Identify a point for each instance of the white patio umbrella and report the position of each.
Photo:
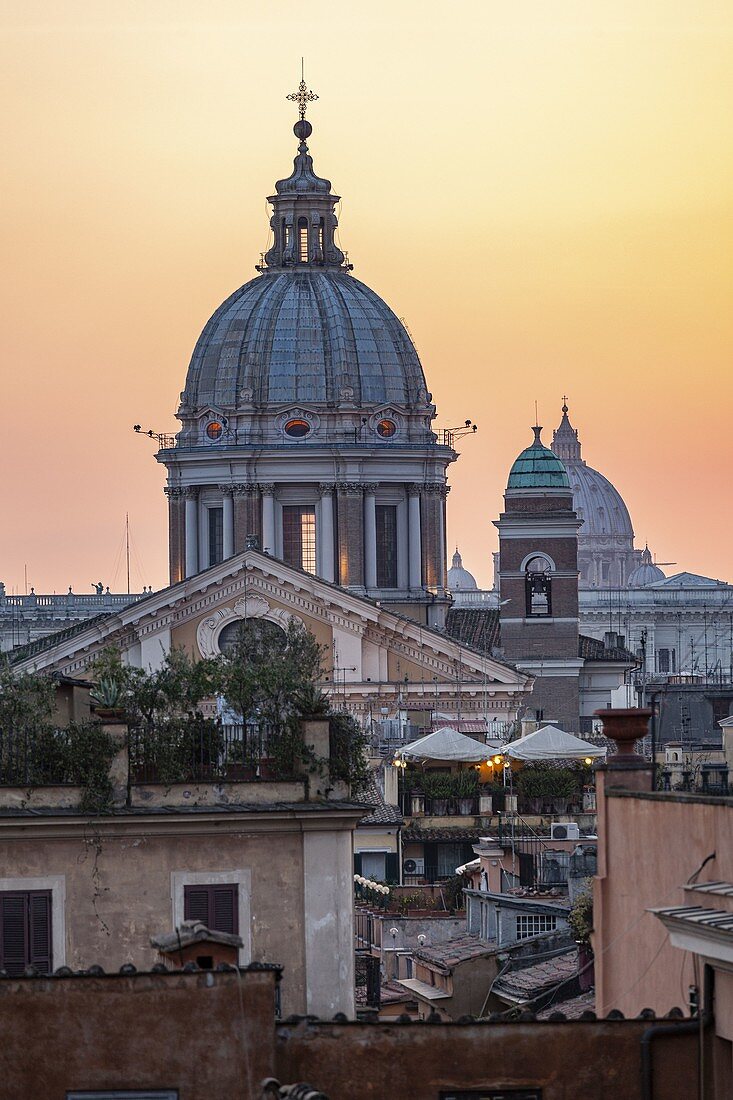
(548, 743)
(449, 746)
...
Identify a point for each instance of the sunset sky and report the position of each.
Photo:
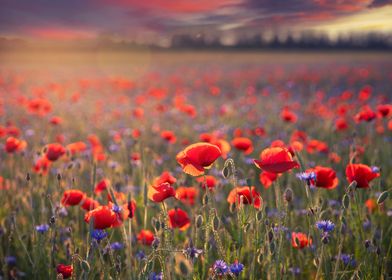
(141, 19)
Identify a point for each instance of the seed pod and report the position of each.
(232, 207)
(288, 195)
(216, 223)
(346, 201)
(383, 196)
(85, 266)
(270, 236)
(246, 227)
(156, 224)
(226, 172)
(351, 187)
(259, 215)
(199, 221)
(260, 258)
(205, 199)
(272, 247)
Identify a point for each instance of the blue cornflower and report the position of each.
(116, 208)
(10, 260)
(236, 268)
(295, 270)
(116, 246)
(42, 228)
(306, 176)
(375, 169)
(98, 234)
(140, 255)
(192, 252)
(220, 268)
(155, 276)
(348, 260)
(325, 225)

• **Work to be completed**
Select every line of the data that contains the string "position" and copy each one out in full.

• **Answer to the problem**
Identify a point for each instance of the white patio umbrella and report the position of each.
Identify a point for each instance of the sunset sky and report the position of each.
Identify a point for each instance of the seed pod and report the position of each.
Identify a point for each instance of the blue cornflower and report the position of each.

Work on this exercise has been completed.